◆ PROBLEMS AND TASKS ◆
(1) Rewrite the paragraph of the essay below that begins "I wonder how long I will stay in this state" as a shorter version that keeps its main points.
(2) In the essay below, what does the writer call themselves in relation to judging their own work?
(3) Continue the essay below from its last sentence, in the same first-person voice.

What to call myself
- Jan 16, 2024
- 6 min read

I wonder how long I will stay in this state, in this in between of “work” but no “product.” Is the answer to shift my level of quality, to lower my bar? I envy the people who release their work, even if I don’t like it, even if I question the motive. The small voice inside me tells me that they have something, real and existing, and that its better than nothing. What do you have, it asks me. What type of legacy do you have to show? I feel like I disrespect myself when I think like that. But it’s true, I have developed an innate level of quality that I grade my work on. I am my own gatekeeper, insisting I am not ready, that it can be better, to keep trying. I need more hours, I say. I need more time to get better. It’s an awful, beautiful thing. But it keeps me in endless loops for years, practicing, not quite there yet. I can find patience but I can only take so much. When will I release my work? Will it be soon? Will it be in this lifetime? Will it ever happen at all? Every day is the suffocating ask of this question; the wind hitting my face unbothered, unaffected by my suffering, as I sit in its silence and agony only to return back to work. I am growing frustrated. I am growing more agitated. I have no solid reasons to continue with no clear guarantee for compensation or reward. And yet I choose to continue. Every day.

◆ DATA SECTION ◆
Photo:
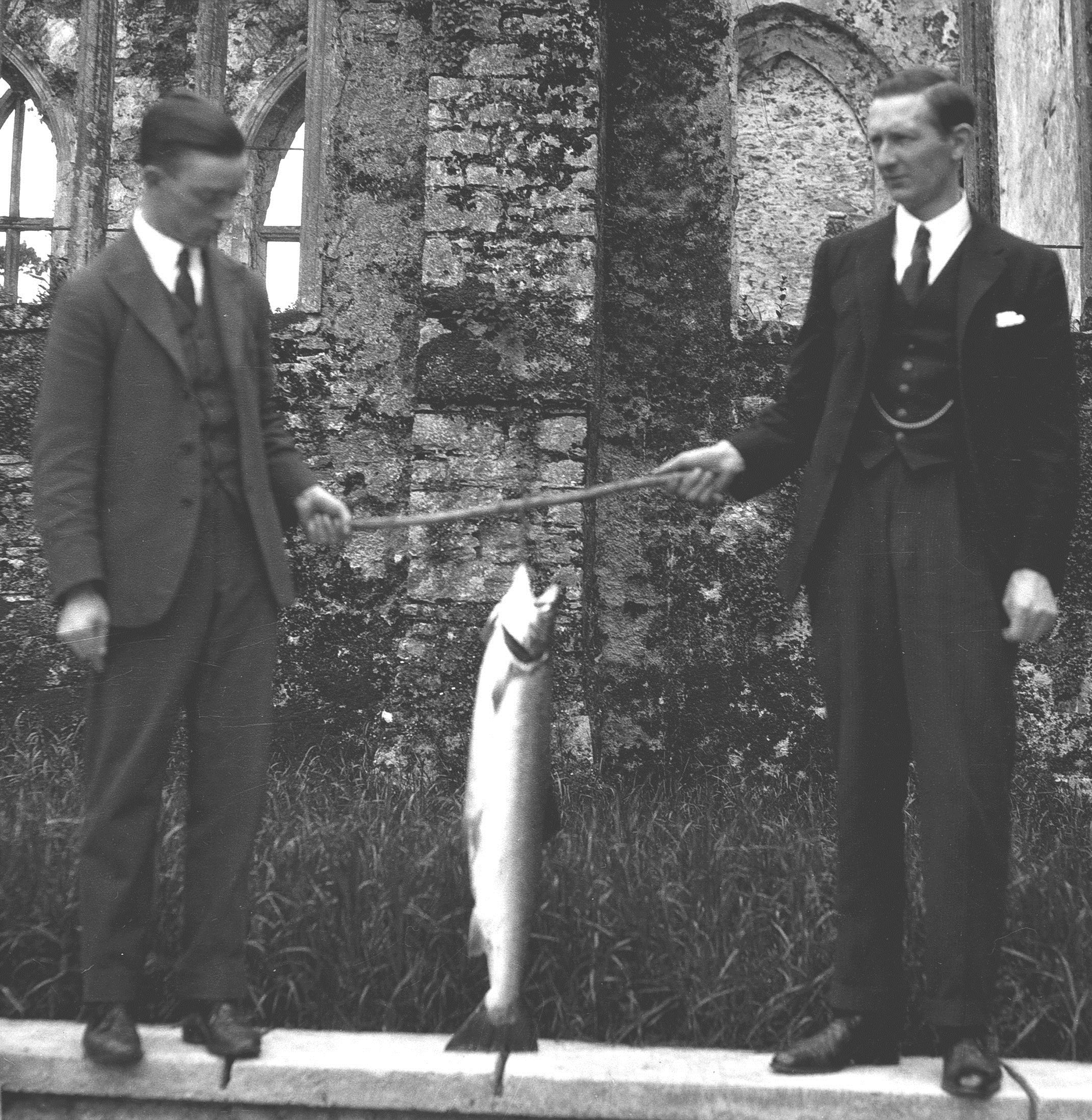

◆ ANSWERS TO THE PROBLEMS ◆
(1) I wonder how long I will remain in this in-between state, doing "work" but with no "product," and whether I should lower my bar. I envy people who release their work, even work I don't like, because they have something real, and a small voice asks what legacy I have to show. I have developed a strict standard for my work and act as my own gatekeeper, always insisting I'm not ready and need more hours and more time to improve. This awful, beautiful trait has kept me practicing in loops for years. My patience is running thin, and every day I ask whether I will ever release my work. I am growing frustrated and agitated, with no guarantee of compensation or reward, yet I choose to continue every day.

(2) Their own gatekeeper.

(3)
Its humbling to identify how much of my life before creating was validation. And how much I miss the sunshine there. Its company.
I’ve become incredibly selfish. I only want to learn what I want to learn. I do not have time for certifications, graphs, abilities I don’t care about. I do not have time for using my “high potential” in a place I don’t think it deserves. When I am told I have this high potential I can’t help but think of vampire teeth, sucking me dry, as if just because a person has this skill, it should obviously be depleted in a corporate world. It should obviously be used, obliterated. Any other choice is not only unwelcomed, but immature. Careless, as if you are throwing it away. I find myself resource guarding, like a hurt dog, these few things I have left. These few things I find hope in.
I remind myself that I am not alone in these feelings. It has taught me what the world looks like without a constant applause, and all the heartache that lives there. The triumph. The passion. It has made me realize how stupid income brackets are, our ages, our backgrounds and biographies, how invisible the lines are that separate us in emotion and desire. But it also worries me and creates an anxiety I have never felt before, to know that collectively this is the experience. This is what lies beyond the welcome mat. That most of us exist in an ongoing stage of grief, never-ending, unsure if anything will ever put the pieces together in a recognizable way, with all of us trying to find it, wondering around like lost cattle on a field.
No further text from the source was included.